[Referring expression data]

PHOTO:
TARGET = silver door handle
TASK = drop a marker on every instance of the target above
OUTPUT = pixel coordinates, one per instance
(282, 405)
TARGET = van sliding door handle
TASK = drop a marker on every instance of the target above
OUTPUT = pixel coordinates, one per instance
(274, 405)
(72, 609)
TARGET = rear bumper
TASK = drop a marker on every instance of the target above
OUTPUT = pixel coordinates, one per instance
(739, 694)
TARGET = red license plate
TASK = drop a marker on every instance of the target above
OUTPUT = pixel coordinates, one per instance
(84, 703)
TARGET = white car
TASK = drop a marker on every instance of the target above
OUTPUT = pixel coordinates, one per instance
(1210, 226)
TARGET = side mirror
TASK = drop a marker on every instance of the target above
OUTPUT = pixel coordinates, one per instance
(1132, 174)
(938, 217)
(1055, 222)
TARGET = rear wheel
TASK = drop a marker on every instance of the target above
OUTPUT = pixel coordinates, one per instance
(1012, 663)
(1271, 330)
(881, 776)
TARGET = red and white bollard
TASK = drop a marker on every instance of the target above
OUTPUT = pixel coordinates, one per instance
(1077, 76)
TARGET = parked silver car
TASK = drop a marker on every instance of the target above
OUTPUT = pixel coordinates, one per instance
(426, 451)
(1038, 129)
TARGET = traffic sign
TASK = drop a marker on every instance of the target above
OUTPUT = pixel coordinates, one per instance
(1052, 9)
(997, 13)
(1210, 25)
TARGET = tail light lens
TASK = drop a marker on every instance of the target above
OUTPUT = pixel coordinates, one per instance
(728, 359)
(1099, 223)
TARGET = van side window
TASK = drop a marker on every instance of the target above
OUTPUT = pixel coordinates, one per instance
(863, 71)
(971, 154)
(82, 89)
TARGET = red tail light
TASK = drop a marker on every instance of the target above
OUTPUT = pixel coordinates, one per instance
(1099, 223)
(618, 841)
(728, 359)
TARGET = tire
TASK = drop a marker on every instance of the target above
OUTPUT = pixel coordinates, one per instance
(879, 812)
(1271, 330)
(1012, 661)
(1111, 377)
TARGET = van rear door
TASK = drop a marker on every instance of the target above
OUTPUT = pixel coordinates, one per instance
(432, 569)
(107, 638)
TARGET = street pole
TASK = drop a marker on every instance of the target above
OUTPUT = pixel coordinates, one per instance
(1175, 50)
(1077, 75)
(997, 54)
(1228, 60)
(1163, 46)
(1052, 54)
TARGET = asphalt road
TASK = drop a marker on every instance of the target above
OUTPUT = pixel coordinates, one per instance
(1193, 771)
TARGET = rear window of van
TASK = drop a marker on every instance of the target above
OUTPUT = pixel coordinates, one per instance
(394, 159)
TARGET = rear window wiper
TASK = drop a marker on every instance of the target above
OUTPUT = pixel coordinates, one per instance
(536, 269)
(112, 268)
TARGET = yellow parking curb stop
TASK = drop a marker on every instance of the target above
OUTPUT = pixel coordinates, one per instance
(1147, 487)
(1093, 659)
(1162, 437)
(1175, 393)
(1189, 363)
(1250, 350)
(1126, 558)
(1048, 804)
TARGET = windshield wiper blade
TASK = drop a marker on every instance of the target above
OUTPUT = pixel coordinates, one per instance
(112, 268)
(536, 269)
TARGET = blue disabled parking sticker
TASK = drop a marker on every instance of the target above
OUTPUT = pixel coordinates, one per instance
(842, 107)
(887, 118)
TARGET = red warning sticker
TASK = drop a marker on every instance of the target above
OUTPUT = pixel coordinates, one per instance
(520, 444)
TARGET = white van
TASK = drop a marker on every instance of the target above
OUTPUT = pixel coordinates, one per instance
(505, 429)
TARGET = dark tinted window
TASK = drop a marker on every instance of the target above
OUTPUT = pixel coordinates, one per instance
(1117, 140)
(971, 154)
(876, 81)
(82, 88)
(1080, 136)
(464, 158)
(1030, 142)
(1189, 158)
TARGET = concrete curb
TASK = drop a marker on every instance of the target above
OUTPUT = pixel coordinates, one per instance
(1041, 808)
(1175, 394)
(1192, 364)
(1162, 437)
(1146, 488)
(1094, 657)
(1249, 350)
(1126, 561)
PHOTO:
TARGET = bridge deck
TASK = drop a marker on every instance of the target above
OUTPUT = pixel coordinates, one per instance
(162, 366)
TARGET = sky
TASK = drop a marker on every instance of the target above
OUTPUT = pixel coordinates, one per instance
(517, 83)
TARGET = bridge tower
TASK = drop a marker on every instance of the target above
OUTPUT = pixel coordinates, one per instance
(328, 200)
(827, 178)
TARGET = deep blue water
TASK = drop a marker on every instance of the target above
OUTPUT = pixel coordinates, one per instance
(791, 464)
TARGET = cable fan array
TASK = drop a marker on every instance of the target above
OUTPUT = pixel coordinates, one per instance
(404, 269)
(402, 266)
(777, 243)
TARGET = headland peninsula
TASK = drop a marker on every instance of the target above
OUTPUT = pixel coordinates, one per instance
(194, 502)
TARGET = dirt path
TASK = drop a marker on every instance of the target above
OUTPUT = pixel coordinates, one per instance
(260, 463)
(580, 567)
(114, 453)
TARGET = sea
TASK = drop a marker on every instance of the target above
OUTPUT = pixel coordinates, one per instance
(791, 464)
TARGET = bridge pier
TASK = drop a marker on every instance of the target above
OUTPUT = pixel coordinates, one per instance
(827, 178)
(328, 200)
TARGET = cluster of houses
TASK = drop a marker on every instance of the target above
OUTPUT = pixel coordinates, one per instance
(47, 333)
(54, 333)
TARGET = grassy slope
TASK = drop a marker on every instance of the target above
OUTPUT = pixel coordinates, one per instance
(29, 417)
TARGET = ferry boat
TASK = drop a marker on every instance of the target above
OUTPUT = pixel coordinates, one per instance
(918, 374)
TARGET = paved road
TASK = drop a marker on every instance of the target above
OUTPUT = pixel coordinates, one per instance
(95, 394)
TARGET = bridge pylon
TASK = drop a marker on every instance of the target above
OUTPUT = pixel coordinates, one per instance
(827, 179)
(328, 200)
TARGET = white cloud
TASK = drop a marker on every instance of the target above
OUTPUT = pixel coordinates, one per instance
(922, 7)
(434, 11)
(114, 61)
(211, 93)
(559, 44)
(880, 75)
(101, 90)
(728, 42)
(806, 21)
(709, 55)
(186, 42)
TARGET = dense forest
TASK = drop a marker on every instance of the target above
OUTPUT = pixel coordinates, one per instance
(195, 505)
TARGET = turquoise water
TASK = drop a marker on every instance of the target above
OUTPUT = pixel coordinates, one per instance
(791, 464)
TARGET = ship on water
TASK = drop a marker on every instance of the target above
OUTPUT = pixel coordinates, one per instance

== REQUIRED WORK ==
Please copy the data above in its entirety, exactly as written.

== EXERCISE OUTPUT ==
PHOTO:
TARGET = silver door handle
TASK = drop a marker on every instance of the target above
OUTPUT = pixel coordinates, one per instance
(282, 405)
TARGET = van sliding door handle
TASK = drop a marker on every instance of the target above
OUTPUT = pixel coordinates, one per instance
(274, 405)
(72, 609)
TARGET = rear bumper
TASK = drop a marker on every instance of the target above
OUTPUT = pixel coordinates, one per instance
(739, 694)
TARGET = red license plate
TASK = drop a marker on every instance of the target above
OUTPUT = pixel coordinates, one per instance
(84, 703)
TARGET = white car
TASK = drop a marker on every instance of the target above
OUTPUT = pixel coordinates, one per instance
(1210, 226)
TARGET = side mirror
TASK = drop a marker on every instance of the target above
OUTPUT = pixel coordinates, one per instance
(1132, 174)
(938, 217)
(1055, 222)
TARGET = rear wheel
TASK = drop a marker on every instance of the target above
OUTPUT = pixel coordinates, one per instance
(1012, 663)
(1271, 330)
(881, 776)
TARGET = red and white bollard
TASK = drop a marker on every instance of the target above
OUTPUT = pixel coordinates, one per instance
(1077, 76)
TARGET = parked silver car
TASK = drop a marker on every instance of the target above
OUTPUT = pixel coordinates, one per instance
(426, 451)
(1038, 129)
TARGET = traffic sign
TASK = drop a marker on every instance of the target above
OUTPUT = pixel coordinates, one per instance
(1052, 9)
(997, 13)
(1210, 25)
TARGET = tail light lens
TASK = drop a marker on every instance of the target above
OUTPUT = pixel coordinates, one per instance
(728, 359)
(1099, 223)
TARGET = van side window
TASK = drop a marker on every instance of the target above
OUTPUT = pixel coordinates, one per instance
(863, 71)
(971, 154)
(82, 89)
TARGET = red tail light
TASK = drop a marker on every instance of the target above
OUTPUT = pixel coordinates, one per instance
(1099, 223)
(618, 841)
(728, 359)
TARGET = tire
TASK = drop a marker on every instance of the target above
OUTPUT = pixel coordinates, one per instance
(879, 812)
(1271, 330)
(1012, 661)
(1111, 377)
TARGET = van rear door
TASK = drop a marker on every instance of the target above
OUTPUT = pixel coordinates, one per instance
(432, 569)
(107, 638)
TARGET = street pole
TASK = drop a marker on every instance of the target above
OUTPUT = pixel coordinates, one per instance
(1175, 50)
(1077, 75)
(997, 54)
(1228, 60)
(1163, 46)
(1052, 54)
TARGET = asphalt road
TASK = drop a marker on every instance of the target above
OUTPUT = pixel coordinates, one per instance
(1193, 771)
TARGET = rear window of van
TASK = drop a marker on every instance of the target above
OUTPUT = pixel coordinates, one per instance
(394, 159)
TARGET = rear window wiper
TASK = drop a marker on every instance of the target above
OUTPUT = pixel coordinates, one per instance
(536, 269)
(112, 268)
TARGET = yellow parking curb stop
TASK = drop a marker on every instance of the target above
OUTPUT = pixel coordinates, one per instance
(1147, 487)
(1093, 659)
(1162, 437)
(1175, 393)
(1189, 363)
(1250, 350)
(1126, 558)
(1048, 804)
TARGET = windshield wiper blade
TASK = drop a marker on every instance of the target above
OUTPUT = pixel coordinates, one per instance
(112, 268)
(536, 269)
TARGET = blue disabled parking sticker
TASK = drop a marker on every instance of the target above
OUTPUT = pixel coordinates, one per instance
(842, 107)
(887, 118)
TARGET = red warning sticker
TASK = drop a marker on every instance of the target above
OUTPUT = pixel coordinates, one per instance
(520, 444)
TARGET = white van
TASK = drop a marker on every instance of the target above
OUTPUT = pixel coordinates, one per instance
(505, 429)
TARGET = dark tinted window
TASK = drop a marker on every instance of the target above
OUTPUT = pixel coordinates, one per instance
(1117, 140)
(971, 154)
(876, 81)
(82, 88)
(1080, 136)
(464, 158)
(1030, 142)
(1189, 158)
TARGET = concrete curb
TASK = drop a marker on every instance of the target above
OUTPUT = pixel coordinates, one per instance
(1041, 808)
(1175, 394)
(1192, 364)
(1162, 437)
(1146, 488)
(1094, 657)
(1249, 350)
(1126, 561)
PHOTO:
TARGET = bridge deck
TASK = drop a marker on every instance of the target above
OUTPUT = pixel coordinates, one per instance
(162, 366)
TARGET = sky
TASK = drop a marker on every instance of the target above
OUTPUT = pixel coordinates, one per instance
(517, 83)
TARGET = bridge tower
TASK = drop a marker on every instance of the target above
OUTPUT = pixel coordinates, one per instance
(328, 200)
(827, 178)
TARGET = deep blue water
TASK = drop a marker on every instance of the target above
OUTPUT = pixel coordinates, one per instance
(791, 464)
TARGET = cable fan array
TASK = drop a marker on every instance of the target above
OUTPUT = pixel coordinates, one per instance
(404, 269)
(402, 266)
(777, 243)
TARGET = headland peninsula
TASK = drop a marker on every instance of the target above
OUTPUT = pixel coordinates, one per instance
(194, 502)
TARGET = dirt path
TASK = drop a marker on every instance of the target above
OUTPUT = pixel coordinates, one per instance
(260, 463)
(580, 567)
(114, 453)
TARGET = sea
TASK = drop a marker on every instance of the target above
OUTPUT = pixel coordinates, one per instance
(791, 464)
TARGET = bridge pier
TASK = drop a marker on every instance of the target above
OUTPUT = pixel coordinates, one per instance
(827, 178)
(328, 200)
TARGET = cluster of houses
TASK = drop a marker on every instance of the target above
OUTPUT = pixel coordinates, one per instance
(47, 333)
(54, 333)
TARGET = grassy slope
TASK = drop a marker on every instance of the target above
OUTPUT = pixel coordinates, one per instance
(29, 417)
TARGET = ferry boat
TASK = drop a marker on every instance of the target above
OUTPUT = pixel coordinates, one per instance
(918, 374)
TARGET = paved road
TASK = drop a marker on every instance of the target above
OUTPUT = pixel coordinates, one per instance
(95, 394)
TARGET = bridge pylon
TASK = drop a marker on every instance of the target above
OUTPUT = pixel coordinates, one per instance
(827, 179)
(328, 200)
TARGET = white cloud
TASK = drop a marker on every instance of the target above
OUTPUT = pixel coordinates, one per instance
(922, 7)
(434, 11)
(114, 61)
(211, 93)
(559, 44)
(880, 75)
(101, 90)
(728, 42)
(806, 21)
(709, 55)
(186, 42)
TARGET = dense forest
TASK = drop a marker on every instance of the target above
OUTPUT = pixel coordinates, one per instance
(195, 505)
TARGET = turquoise water
TASK = drop a marker on every instance of the target above
OUTPUT = pixel coordinates, one per instance
(791, 464)
TARGET = ship on water
TASK = drop a marker on every instance of the target above
OUTPUT = pixel coordinates, one per instance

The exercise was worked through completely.